■ Activity
From the essay on early learning, extract the stretch from "The world, and" through "biologically-primary skills first." word for word.

Text section START

Use it or lose it? Practical considerations for how to apply principles of neural plasticity.


The Early Bird Does Not Get the Worm

Kylie Halland

The world, and especially America, is obsessed with early on-set perfection. Parents feel like their children have to learn how to read and write earlier and earlier. Though it may seem like a reading two-year-old is a miracle of education, the strain that it takes for that two-year-old to read may actually be harming her. The debate on whether to introduce early-learning material to preschoolers will presumably go on for as long as there are preschoolers, but one thing is clear: healthy development should take precedence over early literacy and numeracy. We have a responsibility in both research and real life to look out for children and confirm that what we are doing is really for them, and not for us. Children should only be exposed to biologically-secondary skills after they have mastered the necessary biologically-primary skills first.

When babies are born, they possess three different kinds of restraints on their learning: architectural restraints, chronotopic constraints, and representational restraints. For all intents and purposes, I will be focusing on chronotopic restraints. The concept of chronotopic restraints is the idea that there are “limitations on the developmental timing of events,” (Bjorklund et al. 27). In other words, it’s the age at which a certain neurological system creates constraints on what is consciously available at a certain point in time. For example, all infants acquire the ability to recognize language and babble phonemes at about the same time, but only if they are exposed to language; exposed too late, they will have detrimental development of language later on. Exposed too early, and they will not have the skills/biological ability to understand language. Along those same lines, preschoolers do not possess the executive functioning to fully understand literacy and numeracy, and if we try to force these concepts upon them too early, then they could be missing out other key developmental features.

Text section END
Recorded data START

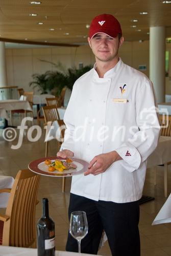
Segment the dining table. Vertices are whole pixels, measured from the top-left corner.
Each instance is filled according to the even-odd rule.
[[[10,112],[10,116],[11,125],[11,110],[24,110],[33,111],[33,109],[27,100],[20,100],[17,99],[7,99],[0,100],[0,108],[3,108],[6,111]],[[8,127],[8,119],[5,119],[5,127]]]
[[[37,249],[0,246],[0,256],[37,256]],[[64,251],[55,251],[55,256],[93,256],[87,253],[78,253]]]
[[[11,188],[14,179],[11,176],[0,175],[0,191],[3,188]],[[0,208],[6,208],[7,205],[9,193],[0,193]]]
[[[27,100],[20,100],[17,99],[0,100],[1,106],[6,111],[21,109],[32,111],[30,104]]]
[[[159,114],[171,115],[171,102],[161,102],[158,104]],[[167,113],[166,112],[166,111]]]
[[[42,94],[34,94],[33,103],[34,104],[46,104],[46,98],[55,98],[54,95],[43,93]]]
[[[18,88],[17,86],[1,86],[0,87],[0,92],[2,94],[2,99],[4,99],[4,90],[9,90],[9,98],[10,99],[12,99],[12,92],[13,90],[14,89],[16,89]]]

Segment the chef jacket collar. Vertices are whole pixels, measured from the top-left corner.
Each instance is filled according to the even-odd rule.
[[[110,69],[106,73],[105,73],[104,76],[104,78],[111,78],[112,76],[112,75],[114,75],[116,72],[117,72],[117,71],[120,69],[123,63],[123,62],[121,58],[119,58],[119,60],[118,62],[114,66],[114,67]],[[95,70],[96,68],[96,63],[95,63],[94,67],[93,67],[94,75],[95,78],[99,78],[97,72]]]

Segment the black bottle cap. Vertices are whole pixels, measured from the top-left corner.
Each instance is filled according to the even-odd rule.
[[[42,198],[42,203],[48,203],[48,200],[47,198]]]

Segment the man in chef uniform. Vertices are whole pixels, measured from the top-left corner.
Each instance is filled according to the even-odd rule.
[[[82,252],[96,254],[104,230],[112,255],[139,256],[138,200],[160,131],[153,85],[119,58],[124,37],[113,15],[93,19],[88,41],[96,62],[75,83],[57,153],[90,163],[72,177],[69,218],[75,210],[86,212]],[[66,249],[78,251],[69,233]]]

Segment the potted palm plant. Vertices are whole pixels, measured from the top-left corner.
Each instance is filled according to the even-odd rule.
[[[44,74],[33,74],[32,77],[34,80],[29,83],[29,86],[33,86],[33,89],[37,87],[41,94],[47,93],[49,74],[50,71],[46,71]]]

Recorded data END

■ Response to this exercise
The world, and especially America, is obsessed with early on-set perfection. Parents feel like their children have to learn how to read and write earlier and earlier. Though it may seem like a reading two-year-old is a miracle of education, the strain that it takes for that two-year-old to read may actually be harming her. The debate on whether to introduce early-learning material to preschoolers will presumably go on for as long as there are preschoolers, but one thing is clear: healthy development should take precedence over early literacy and numeracy. We have a responsibility in both research and real life to look out for children and confirm that what we are doing is really for them, and not for us. Children should only be exposed to biologically-secondary skills after they have mastered the necessary biologically-primary skills first.